**Auszug**:

Aufenthaltsstatus in der Europäischen Union

Ukrainische Staatsangehörige können mit biometrischem Pass nach EU-Recht für Kurzzeitaufenthalte visumfrei in die EU einreisen. Ukrainische Staatsangehörige mit einem nicht-biometrischen Pass benötigen für die Einreise dem gegenüber grundsätzlich ein Visum.

Wenn Sie bereits in Ländern der Europäischen Union sind, können Sie einen humanitären Aufenthalt erhalten. Es gibt für Sie grundsätzlich auch die Möglichkeit, eine Arbeitserlaubnis zu erhalten. Der Europäische Rat, d.h. die Regierung der Länder der Europäischen Union, haben am 4. März 2022 beschlossen, dass ukrainische Staatsangehörige einen befristeten Aufenthalt erhalten können. Das gilt für alle ukrainischen Staatsangehörigen, die vor dem 24. Februar 2022 in der Ukraine ihren Aufenthalt hatten. Um dies in Anspruch zu nehmen, müssen Sie sich in dem betreffenden Land, am Besten am Ort ihres zukünftigen Aufenthaltsortes, registrieren lassen.

Der humanitäre Aufenthalt gilt nur befristet bis 4. März 2025. Eine Grundversorgung wird von den Staaten der Europäischen Union mit Unterstützung vieler Initiativen derzeit sichergestellt.

Eine Asylantragstellung ist derzeit nicht notwendig, kann aber nachgeholt werden. Wir empfehlen, dass Sie so bald wie möglich mit Beratungsstellen für Flüchtlinge in dem jeweiligen Land in Kontakt treten, um sich über weitere Möglichkeiten der Aufnahme zu informieren.

Wenn Sie schon beim Militär waren

Wenn Sie schon beim Militär waren und aufgrund von einer Urlaubsregelung, Behandlung einer Verwundung oder zu einem militärischen Training in die Europäische Union kommen, gelten in der Europäischen Union im Grundsatz auch für Sie die Aufenthaltsbestimmungen für alle ukrainischen Staatsbürger, d.h. auch Sie können ein befristetes humanitäres Visum erhalten. Bislang ist allerdings nicht absehbar, ob dieser Aufenthalt über den 4. März 2025 hinaus verlängert wird.

Ist eine Auslieferung möglich?

Im September 2023 sprach die ukrainische Regierung davon, für flüchtige Militärdienstpflichtige Auslieferungen zu beantragen. Dazu gibt es allerdings keine rechtliche Grundlage, weil nach dem Europäischen Auslieferungsübereinkommen Artikel 4 eine Auslieferung ausgeschlossen ist, wenn die Auslieferung wegen Militärstrafvergehen erfolgen soll.

**Quelldaten**:
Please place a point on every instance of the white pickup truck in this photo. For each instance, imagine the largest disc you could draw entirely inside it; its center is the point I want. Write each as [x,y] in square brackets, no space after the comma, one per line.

**Aufgabe**: Entnimm dem Auszug zum Aufenthaltsstatus in der EU wortgetreu die Passage, die bei den Worten „Wenn Sie schon beim Militär waren und“ beginnt und nach den Worten „eine Auslieferung möglich?“ endet.

**Lösung**:
Wenn Sie schon beim Militär waren und aufgrund von einer Urlaubsregelung, Behandlung einer Verwundung oder zu einem militärischen Training in die Europäische Union kommen, gelten in der Europäischen Union im Grundsatz auch für Sie die Aufenthaltsbestimmungen für alle ukrainischen Staatsbürger, d.h. auch Sie können ein befristetes humanitäres Visum erhalten. Bislang ist allerdings nicht absehbar, ob dieser Aufenthalt über den 4. März 2025 hinaus verlängert wird.

Ist eine Auslieferung möglich?